Coordinate annotation entries:
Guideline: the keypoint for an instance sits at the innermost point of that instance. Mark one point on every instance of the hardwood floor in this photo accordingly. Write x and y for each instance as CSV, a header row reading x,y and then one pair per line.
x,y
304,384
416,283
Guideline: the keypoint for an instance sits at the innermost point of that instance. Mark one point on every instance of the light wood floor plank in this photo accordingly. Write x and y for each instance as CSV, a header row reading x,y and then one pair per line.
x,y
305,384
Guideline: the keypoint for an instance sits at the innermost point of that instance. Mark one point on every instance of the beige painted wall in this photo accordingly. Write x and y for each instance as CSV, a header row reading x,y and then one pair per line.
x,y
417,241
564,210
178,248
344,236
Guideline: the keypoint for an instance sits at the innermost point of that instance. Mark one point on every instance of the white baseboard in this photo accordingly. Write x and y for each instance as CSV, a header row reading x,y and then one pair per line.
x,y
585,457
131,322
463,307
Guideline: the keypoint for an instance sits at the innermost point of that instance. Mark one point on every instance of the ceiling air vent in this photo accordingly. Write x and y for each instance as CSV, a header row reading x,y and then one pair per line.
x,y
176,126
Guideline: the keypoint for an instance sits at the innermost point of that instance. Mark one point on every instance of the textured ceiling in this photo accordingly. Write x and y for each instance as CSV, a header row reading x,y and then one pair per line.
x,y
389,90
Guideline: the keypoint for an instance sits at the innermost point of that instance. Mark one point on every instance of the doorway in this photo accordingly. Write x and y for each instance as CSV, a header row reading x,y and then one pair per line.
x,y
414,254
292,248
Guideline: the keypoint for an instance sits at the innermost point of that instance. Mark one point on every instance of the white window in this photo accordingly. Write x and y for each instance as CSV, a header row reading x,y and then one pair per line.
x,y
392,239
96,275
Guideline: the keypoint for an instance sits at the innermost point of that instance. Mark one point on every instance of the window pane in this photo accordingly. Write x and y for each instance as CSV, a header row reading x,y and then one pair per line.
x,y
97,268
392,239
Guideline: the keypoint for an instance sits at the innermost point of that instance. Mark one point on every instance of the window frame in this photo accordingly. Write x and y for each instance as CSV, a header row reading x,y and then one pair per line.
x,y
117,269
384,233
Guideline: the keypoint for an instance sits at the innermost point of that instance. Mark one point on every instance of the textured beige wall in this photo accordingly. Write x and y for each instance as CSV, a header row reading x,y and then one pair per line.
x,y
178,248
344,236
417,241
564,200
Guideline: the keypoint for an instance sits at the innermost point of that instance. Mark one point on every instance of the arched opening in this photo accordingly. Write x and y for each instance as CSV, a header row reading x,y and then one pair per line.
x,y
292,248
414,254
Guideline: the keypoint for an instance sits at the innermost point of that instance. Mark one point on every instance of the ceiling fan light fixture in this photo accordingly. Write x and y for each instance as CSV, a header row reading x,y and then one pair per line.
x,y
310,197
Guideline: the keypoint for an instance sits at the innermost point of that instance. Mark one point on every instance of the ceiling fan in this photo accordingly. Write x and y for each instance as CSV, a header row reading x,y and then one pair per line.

What to do »
Recast every row above as a Markdown table with two columns, Number and Text. Give each line its own sequential number and leave out blank lines.

Full answer »
| Number | Text |
|---|---|
| 1 | Guideline: the keypoint for an instance sits at the innermost point of that instance. Mark one point on every instance of the hardwood floor in this photo accordingly. Write x and y for each instance as CSV, a header row reading x,y and then one pair per line. |
| 2 | x,y |
| 3 | 304,384 |
| 4 | 416,283 |
| 5 | Guideline: the keypoint for an instance sits at the innermost point of that instance. Mark one point on every instance of the light wood floor plank in this photo accordingly. Write x and y for each instance as CSV, a header row reading x,y and then one pair per line. |
| 6 | x,y |
| 7 | 305,384 |
| 8 | Guideline: the keypoint for an instance sits at the innermost point of that instance. Mark one point on every instance of the beige painted wall in this photo accordingly. Write x and y for each instance as CSV, a header row reading x,y and then one pair per line. |
| 9 | x,y |
| 10 | 417,241 |
| 11 | 564,210 |
| 12 | 178,248 |
| 13 | 344,236 |
| 14 | Guideline: the keypoint for an instance sits at the innermost point of that instance. Mark one point on every instance of the white baseboard in this photo accordingly. Write x and y for each instance as CSV, a header row reading x,y and then one pair per line. |
| 15 | x,y |
| 16 | 585,457 |
| 17 | 131,322 |
| 18 | 463,307 |
| 19 | Guideline: the keypoint for an instance sits at the innermost point of that instance. Mark one point on every instance of the ceiling air vent in this photo accordingly. Write x and y for each instance as CSV, a header row reading x,y and then one pair per line. |
| 20 | x,y |
| 21 | 176,126 |
| 22 | Guideline: the keypoint for an instance sits at the innermost point of that instance. Mark one point on every instance of the textured ceiling in this photo accordingly. Write x and y for each instance as CSV, a header row reading x,y and then one pair per line. |
| 23 | x,y |
| 24 | 389,90 |
| 25 | Guideline: the keypoint for an instance sits at the innermost point of that instance. Mark one point on every instance of the doorway in this photo accordingly. Write x and y for each instance as CSV, a header row reading x,y and then one pair per line. |
| 26 | x,y |
| 27 | 414,254 |
| 28 | 292,248 |
| 29 | Guideline: the keypoint for an instance sits at the innermost point of that instance. Mark one point on every instance of the white window in this photo accordingly. Write x and y for each instance as CSV, a header row reading x,y and then one pair per line. |
| 30 | x,y |
| 31 | 392,239 |
| 32 | 96,275 |
| 33 | Guideline: the keypoint for an instance sits at the innermost point of that instance. Mark one point on every instance of the window pane in this photo accordingly. Write x and y for each instance as CSV, a header row reading x,y and then one pair per line. |
| 34 | x,y |
| 35 | 97,268 |
| 36 | 392,239 |
| 37 | Guideline: the keypoint for an instance sits at the innermost point of that instance. Mark one point on every instance of the window frame in this photo accordingly. Write x and y for each instance as CSV, a header row reading x,y and then one pair per line. |
| 38 | x,y |
| 39 | 117,269 |
| 40 | 384,233 |
| 41 | Guideline: the keypoint for an instance sits at the innermost point of that instance. Mark one point on every instance of the textured beige wall in this photo accordingly. Write x and y for each instance as CSV, a header row reading x,y and then one pair per line. |
| 42 | x,y |
| 43 | 178,248 |
| 44 | 344,236 |
| 45 | 417,241 |
| 46 | 564,200 |
| 47 | Guideline: the keypoint for an instance sits at the innermost point of that instance. Mark one point on every instance of the arched opening in this photo accordingly. Write x and y for each instance as CSV, a header row reading x,y and then one pair per line. |
| 48 | x,y |
| 49 | 292,248 |
| 50 | 414,254 |
| 51 | Guideline: the keypoint for an instance sits at the innermost point of that instance. Mark one point on every instance of the ceiling fan light fixture in this photo accordingly. Write x and y for each instance as CSV, a header row reading x,y and then one pair per line. |
| 52 | x,y |
| 53 | 310,197 |
| 54 | Guideline: the keypoint for an instance sits at the innermost point of that instance. Mark one point on every instance of the ceiling fan in this photo accordingly. Write x and y for each instance as CSV, a header row reading x,y and then one pair per line. |